| TASK PROMPT |
Rewrite the records below, replacing "Place one point per instance" with "Mark one point for each instance" wherever it occurs and leaving every other word and character unchanged.

-------- MATERIAL TO PROCESS --------

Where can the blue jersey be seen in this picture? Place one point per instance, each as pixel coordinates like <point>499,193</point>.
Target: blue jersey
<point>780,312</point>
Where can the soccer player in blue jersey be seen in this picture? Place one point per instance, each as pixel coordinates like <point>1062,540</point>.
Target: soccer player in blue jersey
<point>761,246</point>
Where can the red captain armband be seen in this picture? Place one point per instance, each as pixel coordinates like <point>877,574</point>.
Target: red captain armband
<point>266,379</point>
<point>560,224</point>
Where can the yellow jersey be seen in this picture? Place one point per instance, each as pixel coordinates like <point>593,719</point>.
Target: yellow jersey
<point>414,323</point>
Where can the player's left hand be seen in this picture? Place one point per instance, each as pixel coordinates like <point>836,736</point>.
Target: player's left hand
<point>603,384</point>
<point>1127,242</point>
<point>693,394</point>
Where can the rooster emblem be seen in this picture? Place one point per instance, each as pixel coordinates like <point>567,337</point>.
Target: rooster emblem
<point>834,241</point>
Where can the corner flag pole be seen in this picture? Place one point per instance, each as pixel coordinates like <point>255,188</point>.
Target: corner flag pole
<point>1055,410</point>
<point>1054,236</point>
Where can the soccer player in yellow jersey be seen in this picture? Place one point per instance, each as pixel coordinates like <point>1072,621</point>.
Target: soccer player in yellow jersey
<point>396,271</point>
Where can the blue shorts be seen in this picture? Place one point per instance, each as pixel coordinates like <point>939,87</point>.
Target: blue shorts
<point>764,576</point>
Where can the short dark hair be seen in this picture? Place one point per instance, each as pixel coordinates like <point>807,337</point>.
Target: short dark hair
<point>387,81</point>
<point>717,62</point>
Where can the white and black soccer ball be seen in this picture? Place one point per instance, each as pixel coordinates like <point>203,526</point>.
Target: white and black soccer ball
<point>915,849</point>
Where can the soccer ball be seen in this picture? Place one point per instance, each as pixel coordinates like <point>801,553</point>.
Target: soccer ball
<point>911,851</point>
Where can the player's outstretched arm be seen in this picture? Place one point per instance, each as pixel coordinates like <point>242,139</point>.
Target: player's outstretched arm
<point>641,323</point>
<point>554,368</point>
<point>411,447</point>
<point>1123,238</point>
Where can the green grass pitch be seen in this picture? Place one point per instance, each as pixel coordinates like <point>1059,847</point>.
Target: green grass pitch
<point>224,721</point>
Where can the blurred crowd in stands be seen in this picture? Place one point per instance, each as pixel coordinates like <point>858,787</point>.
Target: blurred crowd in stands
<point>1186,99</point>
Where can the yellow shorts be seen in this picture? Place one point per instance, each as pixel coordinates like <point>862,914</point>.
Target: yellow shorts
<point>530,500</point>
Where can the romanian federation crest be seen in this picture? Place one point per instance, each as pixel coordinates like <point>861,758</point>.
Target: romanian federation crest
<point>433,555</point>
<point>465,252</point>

--------

| FINAL ANSWER |
Where can the blue jersey be seen in this picture? Mark one point for each instance, each as pixel coordinates like <point>499,193</point>.
Target: blue jersey
<point>780,312</point>
Where can the soccer player in blue jersey be seen in this picture? Mark one point for each instance, each as pixel coordinates like <point>1062,540</point>.
Target: soccer player in blue jersey
<point>761,246</point>
Where can the red captain armband be seen in this picture? Mark one point for each instance, each as pixel coordinates like <point>877,574</point>.
Target: red captain armband
<point>266,379</point>
<point>560,224</point>
Where can the yellow jersey be seen in this picture? Mark one point for each instance, each as pixel coordinates like <point>593,719</point>.
Target: yellow jersey
<point>414,323</point>
Where can the player's left hand be seen in this picture? Mark one point for each instance, each as pixel coordinates like <point>836,736</point>.
Target: player's left hand
<point>603,384</point>
<point>1127,242</point>
<point>693,394</point>
Where can the rooster emblem be seen in this picture? Mark one point for each instance, each as pixel coordinates like <point>567,337</point>.
Target: rooster emblem
<point>834,241</point>
Where can the corner flag pole be seen in this picture? Mark one point for each instance, each as pixel coordinates like <point>255,188</point>.
Target: corner flag pole
<point>1055,410</point>
<point>1054,236</point>
Where can the soccer player in yellow jersey be seen in this picture? Mark one point for each instance, each as pixel coordinates like <point>1072,621</point>.
Target: soccer player in yellow jersey
<point>396,271</point>
Where can the blue shorts be seen in this picture? Mark one point for each instance, each as pixel coordinates like <point>939,87</point>.
Target: blue shorts
<point>764,576</point>
Where can the short dark hair be seen in this picture? Mark one point for each instance, each as pixel coordinates like <point>807,337</point>.
Target: short dark hair
<point>387,81</point>
<point>717,62</point>
Where can the white and black soccer ball be seen in this picture? Mark one point for each instance, each as pixel coordinates like <point>203,526</point>.
Target: white and black soccer ball
<point>915,849</point>
Where can the soccer ball be seen in this picture? Mark one point for each instance, each as pixel coordinates like <point>801,553</point>.
Target: soccer ball
<point>911,851</point>
Where can the player's outstretched arm be seen in this picture? Mark one point for each instance, each as pixel coordinates like <point>242,139</point>.
Target: player's outstretched arm
<point>641,323</point>
<point>554,368</point>
<point>411,447</point>
<point>1123,238</point>
Where can the green grass pitch be seen in this picture? Mark one point for each instance, each as pixel coordinates like <point>1059,847</point>.
Target: green grass pitch
<point>224,721</point>
Where can the blurred crowd in stands be seen in this picture? Mark one point for each instance, each as pixel coordinates like <point>858,787</point>.
Target: blurred crowd in stands
<point>1186,99</point>
Where can the yellow shorts be seen in this picture? Mark one point for each instance, each as pixel coordinates like <point>862,914</point>.
Target: yellow shorts
<point>530,500</point>
Where can the romanian federation crest be seen in this picture? Mark one point for each instance, each as pixel coordinates like <point>861,758</point>.
Target: romanian federation crest
<point>433,555</point>
<point>465,252</point>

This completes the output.